======== RECORDS TO USE

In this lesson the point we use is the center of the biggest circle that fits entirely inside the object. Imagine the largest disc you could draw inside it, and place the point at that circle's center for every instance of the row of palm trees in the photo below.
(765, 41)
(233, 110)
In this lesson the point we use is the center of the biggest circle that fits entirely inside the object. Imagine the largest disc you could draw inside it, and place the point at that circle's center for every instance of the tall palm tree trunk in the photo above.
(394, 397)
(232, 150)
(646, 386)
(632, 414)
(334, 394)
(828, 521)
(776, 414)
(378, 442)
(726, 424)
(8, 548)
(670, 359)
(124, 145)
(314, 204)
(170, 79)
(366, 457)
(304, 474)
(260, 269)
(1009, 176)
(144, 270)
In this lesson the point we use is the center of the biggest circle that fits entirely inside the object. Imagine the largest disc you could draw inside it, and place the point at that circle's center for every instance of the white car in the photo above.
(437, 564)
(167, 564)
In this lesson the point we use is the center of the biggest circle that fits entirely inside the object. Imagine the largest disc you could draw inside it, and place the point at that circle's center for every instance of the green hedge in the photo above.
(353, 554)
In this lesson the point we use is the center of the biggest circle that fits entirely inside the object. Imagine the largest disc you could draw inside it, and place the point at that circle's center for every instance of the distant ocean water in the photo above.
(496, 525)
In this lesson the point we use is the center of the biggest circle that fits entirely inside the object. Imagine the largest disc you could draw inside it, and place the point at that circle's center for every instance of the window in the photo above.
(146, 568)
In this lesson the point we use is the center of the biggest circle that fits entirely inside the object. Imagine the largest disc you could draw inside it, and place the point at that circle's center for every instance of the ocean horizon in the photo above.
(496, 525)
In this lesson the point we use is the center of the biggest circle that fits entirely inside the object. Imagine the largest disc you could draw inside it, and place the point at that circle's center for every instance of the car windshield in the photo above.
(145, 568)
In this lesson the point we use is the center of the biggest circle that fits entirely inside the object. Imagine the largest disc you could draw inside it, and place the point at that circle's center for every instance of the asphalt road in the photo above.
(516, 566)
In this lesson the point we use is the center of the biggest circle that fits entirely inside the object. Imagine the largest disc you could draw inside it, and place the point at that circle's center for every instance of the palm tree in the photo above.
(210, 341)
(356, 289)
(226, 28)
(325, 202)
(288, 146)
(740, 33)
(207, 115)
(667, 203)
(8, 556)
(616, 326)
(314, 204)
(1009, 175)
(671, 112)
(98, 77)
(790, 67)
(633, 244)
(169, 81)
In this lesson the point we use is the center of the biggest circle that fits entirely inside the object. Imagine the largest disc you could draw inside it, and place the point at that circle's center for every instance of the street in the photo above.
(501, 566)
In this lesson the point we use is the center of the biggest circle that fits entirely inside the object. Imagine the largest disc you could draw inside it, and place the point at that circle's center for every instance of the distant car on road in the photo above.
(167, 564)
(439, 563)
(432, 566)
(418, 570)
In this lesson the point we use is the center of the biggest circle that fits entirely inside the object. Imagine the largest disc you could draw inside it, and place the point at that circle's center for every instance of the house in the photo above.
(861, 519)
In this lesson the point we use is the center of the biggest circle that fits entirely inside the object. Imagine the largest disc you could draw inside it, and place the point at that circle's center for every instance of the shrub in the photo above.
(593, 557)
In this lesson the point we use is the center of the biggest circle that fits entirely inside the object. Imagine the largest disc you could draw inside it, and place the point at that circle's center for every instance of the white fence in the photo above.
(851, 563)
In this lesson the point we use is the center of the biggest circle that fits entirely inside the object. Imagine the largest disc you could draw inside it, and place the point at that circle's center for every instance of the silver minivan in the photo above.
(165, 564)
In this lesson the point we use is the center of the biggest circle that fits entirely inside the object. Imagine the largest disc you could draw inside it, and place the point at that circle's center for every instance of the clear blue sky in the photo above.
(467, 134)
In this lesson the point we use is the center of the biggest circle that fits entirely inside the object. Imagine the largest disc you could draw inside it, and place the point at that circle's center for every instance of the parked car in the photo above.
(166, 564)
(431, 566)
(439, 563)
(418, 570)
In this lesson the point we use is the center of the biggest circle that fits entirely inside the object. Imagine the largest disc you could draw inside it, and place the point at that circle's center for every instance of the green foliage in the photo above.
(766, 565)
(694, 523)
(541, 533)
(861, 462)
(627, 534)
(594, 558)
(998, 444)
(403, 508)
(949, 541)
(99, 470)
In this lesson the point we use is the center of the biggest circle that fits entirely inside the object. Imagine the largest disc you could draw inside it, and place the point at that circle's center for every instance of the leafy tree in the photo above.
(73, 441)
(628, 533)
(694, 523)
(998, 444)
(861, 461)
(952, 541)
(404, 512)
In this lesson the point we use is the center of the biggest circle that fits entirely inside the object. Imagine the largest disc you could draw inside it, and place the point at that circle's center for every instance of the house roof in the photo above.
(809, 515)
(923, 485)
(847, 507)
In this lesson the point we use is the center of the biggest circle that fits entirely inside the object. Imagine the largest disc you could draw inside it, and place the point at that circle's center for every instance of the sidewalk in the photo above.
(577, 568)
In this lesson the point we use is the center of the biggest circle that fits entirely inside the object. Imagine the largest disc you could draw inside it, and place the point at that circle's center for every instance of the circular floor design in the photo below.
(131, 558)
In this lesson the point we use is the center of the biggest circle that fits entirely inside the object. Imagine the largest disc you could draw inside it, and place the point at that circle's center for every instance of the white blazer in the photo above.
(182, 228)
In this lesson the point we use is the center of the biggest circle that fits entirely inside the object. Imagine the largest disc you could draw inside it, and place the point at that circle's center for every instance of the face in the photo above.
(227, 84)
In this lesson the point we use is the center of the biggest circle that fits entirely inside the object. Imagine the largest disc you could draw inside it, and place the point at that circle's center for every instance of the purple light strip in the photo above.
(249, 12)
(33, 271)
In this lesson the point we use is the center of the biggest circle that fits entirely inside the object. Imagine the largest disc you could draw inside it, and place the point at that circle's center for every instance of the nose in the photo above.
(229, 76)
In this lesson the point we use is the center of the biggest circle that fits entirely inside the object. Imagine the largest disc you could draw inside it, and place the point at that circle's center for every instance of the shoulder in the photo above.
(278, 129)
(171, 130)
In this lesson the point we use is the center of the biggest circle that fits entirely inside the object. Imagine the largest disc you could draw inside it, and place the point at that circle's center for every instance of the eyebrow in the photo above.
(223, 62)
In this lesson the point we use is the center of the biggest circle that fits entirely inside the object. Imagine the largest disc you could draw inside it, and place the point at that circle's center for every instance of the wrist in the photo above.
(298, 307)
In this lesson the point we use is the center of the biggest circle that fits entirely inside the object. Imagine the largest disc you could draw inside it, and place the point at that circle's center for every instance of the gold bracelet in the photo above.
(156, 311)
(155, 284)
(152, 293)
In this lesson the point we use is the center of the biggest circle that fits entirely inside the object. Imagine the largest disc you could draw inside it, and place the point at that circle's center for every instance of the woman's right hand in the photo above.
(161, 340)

================

*EXERCISE DIRECTIONS:* Present every row above as a numbered list, one row per item, leaving out any blank lines.

*WRITTEN SOLUTION:*
1. In this lesson the point we use is the center of the biggest circle that fits entirely inside the object. Imagine the largest disc you could draw inside it, and place the point at that circle's center for every instance of the row of palm trees in the photo below.
2. (765, 41)
3. (233, 110)
4. In this lesson the point we use is the center of the biggest circle that fits entirely inside the object. Imagine the largest disc you could draw inside it, and place the point at that circle's center for every instance of the tall palm tree trunk in the photo above.
5. (394, 397)
6. (232, 150)
7. (646, 386)
8. (632, 414)
9. (334, 394)
10. (828, 521)
11. (776, 414)
12. (378, 442)
13. (726, 424)
14. (8, 548)
15. (670, 359)
16. (124, 145)
17. (314, 204)
18. (170, 79)
19. (366, 457)
20. (304, 474)
21. (260, 269)
22. (1009, 176)
23. (144, 270)
24. In this lesson the point we use is the center of the biggest circle that fits entirely inside the object. Imagine the largest disc you could draw inside it, and place the point at that circle's center for every instance of the white car in the photo above.
25. (437, 564)
26. (167, 564)
27. In this lesson the point we use is the center of the biggest circle that fits entirely inside the object. Imagine the largest disc you could draw inside it, and place the point at that circle's center for every instance of the green hedge in the photo above.
28. (353, 554)
29. In this lesson the point we use is the center of the biggest circle that fits entirely inside the object. Imagine the largest disc you could draw inside it, and place the point at that circle's center for every instance of the distant ocean water in the photo above.
30. (496, 525)
31. In this lesson the point we use is the center of the biggest circle that fits entirely inside the object. Imagine the largest disc you could draw inside it, and place the point at that circle's center for every instance of the window in the photo above.
32. (146, 568)
33. In this lesson the point we use is the center of the biggest circle that fits entirely inside the object. Imagine the largest disc you could draw inside it, and place the point at that circle's center for every instance of the ocean horizon in the photo above.
34. (496, 525)
35. In this lesson the point we use is the center of the biggest circle that fits entirely inside the object. Imagine the largest disc you could draw inside it, and place the point at that circle's center for every instance of the car windshield in the photo above.
36. (145, 568)
37. In this lesson the point we use is the center of the biggest circle that fits entirely inside the object. Imagine the largest disc you could draw inside it, and place the point at that circle's center for every instance of the asphalt road in the photo above.
38. (516, 566)
39. In this lesson the point we use is the center of the biggest circle that fits entirely inside the object. Imagine the largest disc you could draw inside it, and place the point at that circle's center for every instance of the palm tree in the photo above.
40. (210, 341)
41. (356, 289)
42. (226, 28)
43. (325, 202)
44. (288, 146)
45. (740, 33)
46. (207, 115)
47. (667, 203)
48. (8, 556)
49. (616, 326)
50. (314, 204)
51. (1009, 175)
52. (671, 112)
53. (98, 77)
54. (790, 67)
55. (633, 244)
56. (169, 81)
57. In this lesson the point we use is the center of the biggest circle that fits entirely inside the object. Imagine the largest disc you could draw inside it, and place the point at that circle's center for every instance of the street in the photo above.
58. (501, 566)
59. In this lesson the point we use is the center of the biggest circle that fits entirely inside the object. Imagine the largest disc you could draw inside it, and place the point at that circle's center for every instance of the distant car on road in the photo above.
60. (167, 564)
61. (439, 563)
62. (432, 566)
63. (418, 570)
64. In this lesson the point we use is the center of the biggest circle that fits entirely inside the object. Imagine the largest disc you could draw inside it, and place the point at that circle's center for every instance of the house in the photo above.
65. (861, 519)
66. In this lesson the point we use is the center of the biggest circle that fits entirely inside the object. Imagine the largest disc you could draw inside it, and place the point at that circle's center for every instance of the shrub in the photo above.
67. (593, 557)
68. In this lesson the point we use is the center of the biggest circle that fits entirely inside the object. Imagine the largest disc you could draw inside it, and place the point at that circle's center for every instance of the white fence in the photo above.
69. (851, 563)
70. In this lesson the point we use is the center of the biggest circle that fits entirely inside the object. Imagine the largest disc you could draw inside it, and place the point at that circle's center for every instance of the silver minivan in the photo above.
71. (165, 564)
72. In this lesson the point we use is the center of the biggest circle that fits entirely inside the object. Imagine the largest disc you could draw inside it, and place the point at that circle's center for every instance of the clear blue sky in the photo above.
73. (467, 134)
74. In this lesson the point we use is the center of the biggest circle that fits entirely inside the object. Imagine the largest disc you could draw inside it, and place the point at that circle's center for every instance of the parked car in the photo above.
75. (166, 564)
76. (431, 566)
77. (439, 563)
78. (418, 570)
79. In this lesson the point we use is the center of the biggest circle that fits entirely inside the object. Imagine the largest disc you could draw inside it, and place the point at that circle's center for every instance of the green foliage in the photo above.
80. (766, 565)
81. (694, 523)
82. (541, 533)
83. (861, 462)
84. (627, 534)
85. (594, 558)
86. (998, 444)
87. (403, 508)
88. (949, 541)
89. (99, 470)
90. In this lesson the point we use is the center of the biggest circle that fits entirely inside the object. Imagine the largest disc you could draw inside it, and place the point at that circle's center for every instance of the leafy tree in the photo above.
91. (73, 441)
92. (628, 533)
93. (694, 523)
94. (998, 444)
95. (861, 461)
96. (952, 541)
97. (404, 512)
98. In this lesson the point we use is the center of the biggest circle that fits entirely inside the object. Imagine the largest disc you could draw inside it, and place the point at that circle's center for every instance of the house roof in the photo above.
99. (809, 515)
100. (923, 485)
101. (847, 507)
102. In this lesson the point we use is the center of the biggest circle that fits entirely inside the object. Imagine the largest disc you could draw inside it, and place the point at that circle's center for every instance of the sidewalk in the photo above.
103. (577, 568)
104. In this lesson the point we use is the center of the biggest circle that fits entirely inside the object. Imagine the largest disc you could draw inside it, and place the point at that circle's center for every instance of the circular floor design in the photo below.
105. (131, 558)
106. In this lesson the point we use is the center of the biggest circle that fits entirely inside the object. Imagine the largest disc you could draw inside it, and place the point at that circle's center for every instance of the white blazer in the photo above.
107. (182, 228)
108. In this lesson the point we use is the center of the biggest circle that fits entirely inside the object. Imagine the largest disc you could draw inside it, and place the point at that circle's center for every instance of the face in the photo above.
109. (227, 84)
110. In this lesson the point we use is the center of the biggest circle that fits entirely inside the object. Imagine the largest disc you could draw inside it, and place the point at that circle's center for every instance of the purple light strip in the photo above.
111. (249, 12)
112. (33, 271)
113. In this lesson the point we use is the center of the biggest circle that fits entirely inside the object. Imagine the largest disc you could draw inside it, and place the point at that circle's center for every instance of the nose in the photo above.
114. (229, 76)
115. In this lesson the point we use is the center of the biggest circle that fits entirely inside the object. Imagine the largest disc you could draw inside it, and place the point at that circle's center for every instance of the shoulder in the photo above.
116. (278, 129)
117. (171, 130)
118. In this lesson the point we use is the center of the biggest circle that fits entirely inside the object. Imagine the largest disc you could draw inside it, and place the point at that circle's center for every instance of the eyebrow in the photo above.
119. (223, 62)
120. In this lesson the point we use is the center of the biggest circle that fits entirely inside the object. Imagine the largest disc you could draw inside it, and place the point at that circle's center for every instance of the wrist in the photo above.
121. (298, 307)
122. In this lesson the point we use is the center of the biggest circle that fits entirely inside the object. Imagine the largest disc you could draw inside it, and place the point at that circle's center for every instance of the gold bracelet in the photo above.
123. (156, 311)
124. (155, 284)
125. (152, 293)
126. In this lesson the point we use is the center of the biggest circle that fits entirely inside the object. Imagine the largest disc you could draw inside it, and place the point at that circle's center for every instance of the woman's right hand in the photo above.
127. (161, 340)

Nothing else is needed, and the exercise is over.